TEXT PROVIDED:
To have ETest recognise the test as valid the deftest function
should be used. For example if I wanted to create a function that
took two arguments and tested the first was numerically greater than
the other I might do this:
(defun etest-greater-than (one two)
(let* ((res (> one two)))
(list :result res
:comments (unless res
(format "one: '%d'\ntwo: '%d'" one two)))))
We let emacs take care of type errors (and any other type of error) which is what all of the builtins do. Also it's worth noting that if you want your arguments evaling you have to do it yourself.
Now we let ETest know this new function exists:
(deftest '(> 2) 'etest-greater-than)
So, the new function will be called >, it will take two arguments
and it calls maps to etest-greater-than.
(deftest '(> 2) 'etest-greater-than)
Now you can mix > with other tests:
(etest
(ok "something")
(> 1 2 "one is more than two"))
Which in the results buffer produces:
ok .................. (ok "something")
# got: '"something"'
not ok .............. one is more than two
# one: '1'
# two: '2'
If you wrap a test in a todo keyword:
(todo (ok nil))
Then the test will appear to pass but with an extra keyword in the
result (:todo) with the value t.
The result mode takes account of this by highlighting todoed tests and showing you what happened when ETest actually ran the test (catching all exceptions).

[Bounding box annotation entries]

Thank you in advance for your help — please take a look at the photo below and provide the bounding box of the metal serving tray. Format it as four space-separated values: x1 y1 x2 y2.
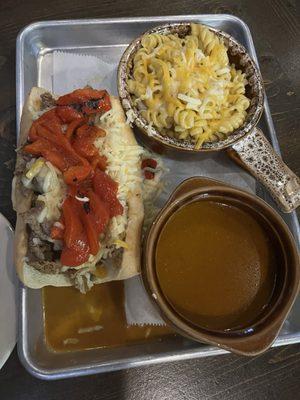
17 15 300 379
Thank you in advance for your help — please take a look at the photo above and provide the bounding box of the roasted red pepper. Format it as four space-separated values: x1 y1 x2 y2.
24 88 123 267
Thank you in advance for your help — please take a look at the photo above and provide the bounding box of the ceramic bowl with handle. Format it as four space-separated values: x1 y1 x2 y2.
118 22 300 212
142 177 300 356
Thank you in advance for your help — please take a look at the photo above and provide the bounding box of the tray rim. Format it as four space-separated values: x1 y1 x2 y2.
16 14 300 380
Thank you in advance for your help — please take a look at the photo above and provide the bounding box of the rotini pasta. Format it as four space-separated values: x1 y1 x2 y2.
127 24 250 148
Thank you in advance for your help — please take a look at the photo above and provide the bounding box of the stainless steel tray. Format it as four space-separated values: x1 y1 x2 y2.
16 15 300 379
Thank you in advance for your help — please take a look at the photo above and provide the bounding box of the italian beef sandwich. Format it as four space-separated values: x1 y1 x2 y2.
12 87 144 292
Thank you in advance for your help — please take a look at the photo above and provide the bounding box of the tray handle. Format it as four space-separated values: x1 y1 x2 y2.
227 127 300 213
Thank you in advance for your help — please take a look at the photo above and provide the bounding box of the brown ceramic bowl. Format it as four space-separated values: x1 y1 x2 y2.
118 22 264 153
142 177 300 356
117 22 300 212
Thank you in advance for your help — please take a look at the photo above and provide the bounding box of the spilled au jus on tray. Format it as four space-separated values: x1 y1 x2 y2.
12 23 300 355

SET EXERCISE 1: Translate this sentence from the ETest text into Spanish: "We let emacs take care of type errors (and any other type of error) which is what all of the builtins do."
SET EXERCISE 2: Please retype the part of the ETest text that opens with the words containing "To have ETest" and closes with "maps to etest-greater-than.".

FULL ANSWER 1: Dejamos que emacs se encargue de los errores de tipo (y de cualquier otro tipo de error), que es lo que hacen todas las funciones integradas.

FULL ANSWER 2:
To have ETest recognise the test as valid the deftest function
should be used. For example if I wanted to create a function that
took two arguments and tested the first was numerically greater than
the other I might do this:
(defun etest-greater-than (one two)
(let* ((res (> one two)))
(list :result res
:comments (unless res
(format "one: '%d'\ntwo: '%d'" one two)))))
We let emacs take care of type errors (and any other type of error) which is what all of the builtins do. Also it's worth noting that if you want your arguments evaling you have to do it yourself.
Now we let ETest know this new function exists:
(deftest '(> 2) 'etest-greater-than)
So, the new function will be called >, it will take two arguments
and it calls maps to etest-greater-than.